- **Task prompt**
Repeat the records word for word, excluding any picture.

- **Source material**
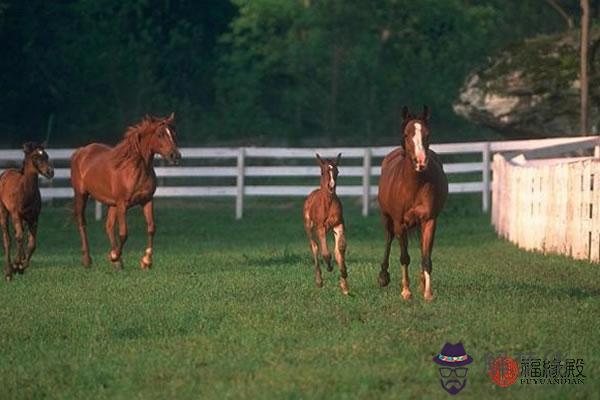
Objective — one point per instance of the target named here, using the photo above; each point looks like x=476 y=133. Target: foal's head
x=36 y=154
x=329 y=172
x=164 y=139
x=416 y=137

- **Task response**
Objective — one point per instance of the target named here, using the photo above; each point looks like x=476 y=133. Target: foal's head
x=36 y=154
x=329 y=172
x=164 y=139
x=416 y=137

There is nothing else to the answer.